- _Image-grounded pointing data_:
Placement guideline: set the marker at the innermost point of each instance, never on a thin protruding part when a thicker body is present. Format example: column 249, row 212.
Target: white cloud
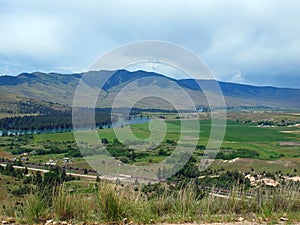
column 258, row 37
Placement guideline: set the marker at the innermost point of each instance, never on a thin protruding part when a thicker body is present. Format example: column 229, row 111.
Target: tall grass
column 34, row 208
column 112, row 203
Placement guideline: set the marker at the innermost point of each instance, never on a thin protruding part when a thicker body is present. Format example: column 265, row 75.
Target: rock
column 49, row 222
column 284, row 219
column 240, row 219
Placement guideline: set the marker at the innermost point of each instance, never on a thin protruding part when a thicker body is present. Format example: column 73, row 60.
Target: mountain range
column 60, row 89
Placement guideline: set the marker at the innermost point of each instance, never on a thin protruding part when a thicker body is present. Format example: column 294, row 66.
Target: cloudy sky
column 254, row 42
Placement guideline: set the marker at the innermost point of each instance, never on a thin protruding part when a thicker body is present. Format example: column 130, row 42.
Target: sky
column 245, row 41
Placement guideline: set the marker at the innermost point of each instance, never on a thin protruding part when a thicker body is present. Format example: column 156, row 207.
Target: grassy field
column 263, row 140
column 266, row 141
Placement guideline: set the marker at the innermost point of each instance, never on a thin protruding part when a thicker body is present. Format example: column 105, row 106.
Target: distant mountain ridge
column 60, row 88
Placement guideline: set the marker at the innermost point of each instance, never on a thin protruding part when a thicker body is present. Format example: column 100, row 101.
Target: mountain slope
column 60, row 88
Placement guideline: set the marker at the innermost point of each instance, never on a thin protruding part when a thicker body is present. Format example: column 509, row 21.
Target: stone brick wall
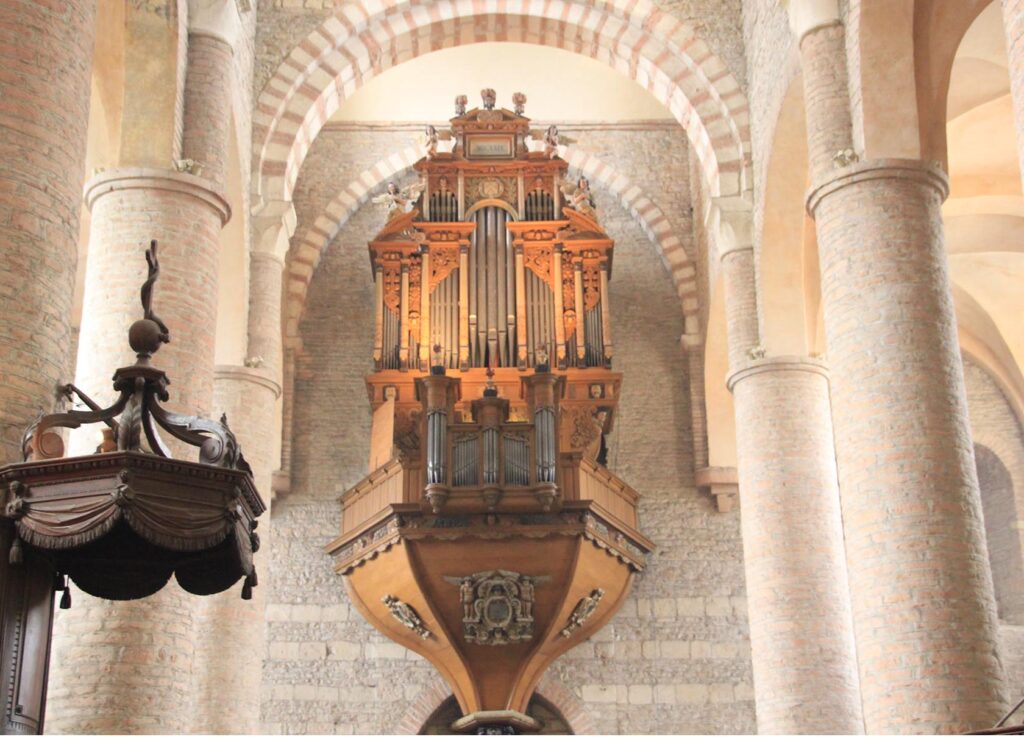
column 676, row 658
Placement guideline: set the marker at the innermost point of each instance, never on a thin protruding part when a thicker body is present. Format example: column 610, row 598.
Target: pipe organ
column 488, row 536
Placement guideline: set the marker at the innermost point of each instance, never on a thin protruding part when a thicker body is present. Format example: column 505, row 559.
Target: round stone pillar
column 128, row 666
column 740, row 304
column 230, row 643
column 1013, row 23
column 207, row 117
column 44, row 112
column 920, row 582
column 265, row 278
column 805, row 667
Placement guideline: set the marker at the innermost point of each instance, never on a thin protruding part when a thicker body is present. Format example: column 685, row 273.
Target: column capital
column 273, row 224
column 215, row 18
column 733, row 217
column 122, row 178
column 777, row 363
column 927, row 173
column 809, row 15
column 251, row 375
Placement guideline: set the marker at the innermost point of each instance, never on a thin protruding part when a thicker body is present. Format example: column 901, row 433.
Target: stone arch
column 309, row 246
column 658, row 51
column 434, row 698
column 1005, row 555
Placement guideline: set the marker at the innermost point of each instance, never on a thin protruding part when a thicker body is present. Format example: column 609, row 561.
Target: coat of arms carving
column 498, row 606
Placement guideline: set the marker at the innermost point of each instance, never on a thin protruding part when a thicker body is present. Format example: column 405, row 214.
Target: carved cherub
column 579, row 197
column 430, row 138
column 398, row 202
column 551, row 138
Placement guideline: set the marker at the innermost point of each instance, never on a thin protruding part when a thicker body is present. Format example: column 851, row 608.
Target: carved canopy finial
column 145, row 335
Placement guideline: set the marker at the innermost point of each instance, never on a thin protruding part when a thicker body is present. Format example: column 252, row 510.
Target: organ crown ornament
column 488, row 506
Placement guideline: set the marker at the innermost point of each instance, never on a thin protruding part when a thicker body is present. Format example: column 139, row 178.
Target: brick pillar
column 920, row 583
column 44, row 111
column 740, row 303
column 805, row 668
column 265, row 278
column 128, row 666
column 230, row 643
column 207, row 104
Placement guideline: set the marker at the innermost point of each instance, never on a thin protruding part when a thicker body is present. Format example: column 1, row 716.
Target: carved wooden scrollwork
column 442, row 262
column 539, row 261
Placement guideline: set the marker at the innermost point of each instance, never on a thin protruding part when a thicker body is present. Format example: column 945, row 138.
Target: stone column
column 231, row 642
column 805, row 669
column 44, row 112
column 207, row 111
column 921, row 588
column 143, row 649
column 1013, row 22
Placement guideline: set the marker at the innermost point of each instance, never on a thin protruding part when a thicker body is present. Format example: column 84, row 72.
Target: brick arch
column 436, row 692
column 656, row 50
column 308, row 247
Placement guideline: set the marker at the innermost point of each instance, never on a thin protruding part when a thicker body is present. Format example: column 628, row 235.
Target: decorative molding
column 122, row 179
column 498, row 606
column 584, row 610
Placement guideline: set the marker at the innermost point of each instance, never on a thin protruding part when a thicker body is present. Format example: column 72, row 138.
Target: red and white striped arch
column 363, row 39
column 309, row 245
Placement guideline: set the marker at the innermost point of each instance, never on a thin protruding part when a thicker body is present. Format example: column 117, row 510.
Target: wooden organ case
column 488, row 536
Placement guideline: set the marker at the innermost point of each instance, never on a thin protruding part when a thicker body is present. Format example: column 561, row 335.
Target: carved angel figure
column 519, row 102
column 579, row 197
column 551, row 139
column 398, row 202
column 430, row 137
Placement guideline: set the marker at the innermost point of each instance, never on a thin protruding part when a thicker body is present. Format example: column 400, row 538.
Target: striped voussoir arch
column 363, row 39
column 308, row 246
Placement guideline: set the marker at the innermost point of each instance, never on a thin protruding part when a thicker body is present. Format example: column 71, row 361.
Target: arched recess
column 900, row 69
column 788, row 277
column 309, row 245
column 557, row 708
column 660, row 52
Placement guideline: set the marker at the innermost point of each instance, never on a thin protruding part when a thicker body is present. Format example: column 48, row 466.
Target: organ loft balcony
column 489, row 536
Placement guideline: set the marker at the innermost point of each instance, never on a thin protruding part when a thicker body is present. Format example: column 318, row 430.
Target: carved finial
column 145, row 335
column 519, row 102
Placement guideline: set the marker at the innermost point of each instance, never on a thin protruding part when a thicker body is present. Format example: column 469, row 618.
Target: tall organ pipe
column 544, row 420
column 436, row 441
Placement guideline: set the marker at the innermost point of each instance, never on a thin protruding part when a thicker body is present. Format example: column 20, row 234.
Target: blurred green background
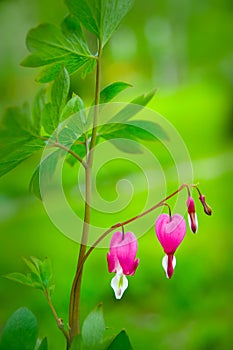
column 183, row 48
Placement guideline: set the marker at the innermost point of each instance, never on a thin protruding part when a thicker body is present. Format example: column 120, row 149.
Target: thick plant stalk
column 74, row 313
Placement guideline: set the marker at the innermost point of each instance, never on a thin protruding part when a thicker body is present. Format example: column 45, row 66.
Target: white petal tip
column 165, row 263
column 119, row 284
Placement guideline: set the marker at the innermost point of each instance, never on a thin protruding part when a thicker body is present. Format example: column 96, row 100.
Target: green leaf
column 76, row 106
column 121, row 342
column 110, row 91
column 52, row 110
column 46, row 272
column 87, row 68
column 59, row 94
column 55, row 47
column 47, row 168
column 37, row 108
column 134, row 107
column 43, row 345
column 19, row 278
column 18, row 138
column 127, row 147
column 101, row 17
column 31, row 265
column 134, row 130
column 76, row 343
column 20, row 331
column 93, row 329
column 80, row 149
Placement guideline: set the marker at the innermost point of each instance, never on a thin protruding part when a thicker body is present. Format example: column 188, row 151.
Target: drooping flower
column 170, row 231
column 192, row 216
column 206, row 207
column 121, row 260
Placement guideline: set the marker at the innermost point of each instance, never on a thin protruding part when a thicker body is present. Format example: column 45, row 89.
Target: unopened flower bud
column 207, row 208
column 192, row 216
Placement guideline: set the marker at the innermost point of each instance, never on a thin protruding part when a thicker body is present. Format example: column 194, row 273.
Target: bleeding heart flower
column 170, row 231
column 192, row 216
column 121, row 260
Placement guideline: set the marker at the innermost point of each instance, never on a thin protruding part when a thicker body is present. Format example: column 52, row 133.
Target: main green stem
column 74, row 312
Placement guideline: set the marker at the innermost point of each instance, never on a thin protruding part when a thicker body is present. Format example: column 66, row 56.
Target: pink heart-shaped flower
column 170, row 231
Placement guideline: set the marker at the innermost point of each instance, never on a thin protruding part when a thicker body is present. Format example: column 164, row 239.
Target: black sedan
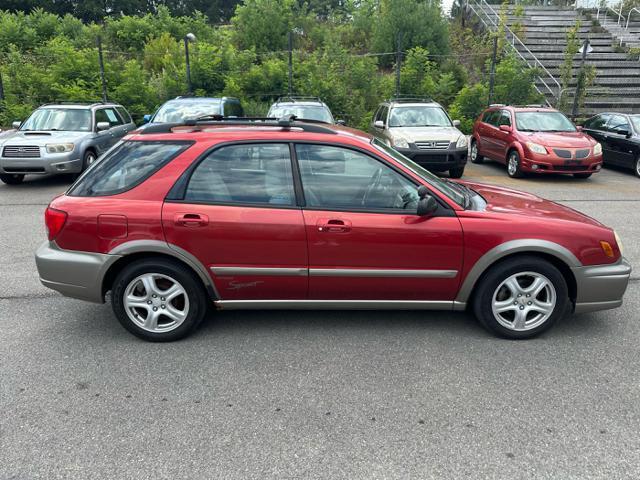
column 619, row 134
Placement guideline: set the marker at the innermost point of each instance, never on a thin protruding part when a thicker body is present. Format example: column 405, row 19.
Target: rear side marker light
column 607, row 249
column 54, row 220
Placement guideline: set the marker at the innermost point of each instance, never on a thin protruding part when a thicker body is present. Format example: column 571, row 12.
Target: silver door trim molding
column 253, row 271
column 337, row 304
column 381, row 272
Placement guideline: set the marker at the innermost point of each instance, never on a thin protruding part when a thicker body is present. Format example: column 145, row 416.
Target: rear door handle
column 333, row 225
column 190, row 220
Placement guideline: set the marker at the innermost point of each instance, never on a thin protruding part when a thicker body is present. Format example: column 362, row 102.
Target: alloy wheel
column 524, row 301
column 156, row 302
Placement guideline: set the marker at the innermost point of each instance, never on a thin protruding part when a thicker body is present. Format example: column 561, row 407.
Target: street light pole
column 189, row 37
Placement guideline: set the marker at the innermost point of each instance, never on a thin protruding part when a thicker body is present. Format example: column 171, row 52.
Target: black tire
column 12, row 178
column 456, row 172
column 514, row 171
column 474, row 153
column 197, row 297
column 88, row 158
column 491, row 284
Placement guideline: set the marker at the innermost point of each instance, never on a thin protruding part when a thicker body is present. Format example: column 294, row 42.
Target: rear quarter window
column 125, row 167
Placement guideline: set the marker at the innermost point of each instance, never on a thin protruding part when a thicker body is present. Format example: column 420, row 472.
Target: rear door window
column 126, row 166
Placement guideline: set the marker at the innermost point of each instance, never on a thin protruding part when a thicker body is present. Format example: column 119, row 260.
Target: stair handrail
column 626, row 26
column 515, row 38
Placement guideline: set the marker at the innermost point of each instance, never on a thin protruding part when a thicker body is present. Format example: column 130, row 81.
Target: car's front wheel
column 12, row 178
column 521, row 297
column 158, row 300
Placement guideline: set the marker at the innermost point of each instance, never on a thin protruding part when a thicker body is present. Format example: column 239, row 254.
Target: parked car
column 180, row 109
column 619, row 135
column 64, row 137
column 534, row 139
column 290, row 214
column 421, row 130
column 304, row 108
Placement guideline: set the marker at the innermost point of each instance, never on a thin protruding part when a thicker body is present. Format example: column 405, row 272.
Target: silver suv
column 61, row 138
column 421, row 130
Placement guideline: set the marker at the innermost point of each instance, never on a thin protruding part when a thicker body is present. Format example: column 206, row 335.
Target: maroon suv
column 534, row 139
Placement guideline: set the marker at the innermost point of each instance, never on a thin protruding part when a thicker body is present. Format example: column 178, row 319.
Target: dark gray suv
column 61, row 138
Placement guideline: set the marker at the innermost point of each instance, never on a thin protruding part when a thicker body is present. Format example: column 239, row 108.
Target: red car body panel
column 239, row 236
column 495, row 143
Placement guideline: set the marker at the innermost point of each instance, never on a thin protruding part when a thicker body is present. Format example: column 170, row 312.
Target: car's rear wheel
column 514, row 168
column 12, row 178
column 521, row 297
column 456, row 172
column 158, row 300
column 474, row 154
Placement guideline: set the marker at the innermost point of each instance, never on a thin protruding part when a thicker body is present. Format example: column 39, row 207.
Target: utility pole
column 586, row 48
column 101, row 61
column 492, row 74
column 290, row 63
column 398, row 61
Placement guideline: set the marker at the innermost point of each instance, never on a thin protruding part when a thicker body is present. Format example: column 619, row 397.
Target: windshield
column 176, row 112
column 436, row 182
column 65, row 119
column 305, row 112
column 543, row 122
column 418, row 117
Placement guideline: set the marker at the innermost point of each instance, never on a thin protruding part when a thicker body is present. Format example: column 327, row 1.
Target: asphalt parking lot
column 326, row 395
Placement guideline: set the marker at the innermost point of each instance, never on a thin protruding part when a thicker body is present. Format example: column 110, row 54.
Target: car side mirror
column 427, row 205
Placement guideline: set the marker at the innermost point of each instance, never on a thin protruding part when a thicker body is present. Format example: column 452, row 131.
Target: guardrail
column 491, row 21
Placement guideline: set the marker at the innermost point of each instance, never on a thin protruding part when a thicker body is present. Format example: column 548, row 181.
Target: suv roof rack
column 410, row 99
column 284, row 123
column 299, row 98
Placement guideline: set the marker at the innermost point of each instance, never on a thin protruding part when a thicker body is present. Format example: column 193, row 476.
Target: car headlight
column 400, row 142
column 618, row 241
column 597, row 149
column 536, row 148
column 59, row 147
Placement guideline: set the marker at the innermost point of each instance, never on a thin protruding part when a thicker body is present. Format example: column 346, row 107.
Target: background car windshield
column 429, row 177
column 418, row 117
column 543, row 122
column 67, row 119
column 174, row 112
column 307, row 112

- _Problem_:
Skip every picture, and restate word for word only the lines above from the line containing "Target: distant mountain ridge" to the line containing "505, row 559.", both of them included.

- _Written solution_:
Target: distant mountain ridge
column 60, row 88
Placement guideline: set the marker at the innermost point of each instance, never on a thin protruding part when a thicker body is present. Format example: column 100, row 101.
Target: mountain slope
column 60, row 88
Placement guideline: set the marker at the innermost point of each instance, never on a thin protruding part when a thicker body is present. Format example: column 509, row 21.
Target: stone brick wall
column 676, row 658
Placement guideline: set the marker at the innermost point of each instance, never on a thin protruding part when a thicker body is present. Format example: column 610, row 598.
Target: pipe organ
column 488, row 536
Placement guideline: set the marker at the innermost point of each instance, never on a thin protruding part when a thicker body is present. Format example: column 505, row 559.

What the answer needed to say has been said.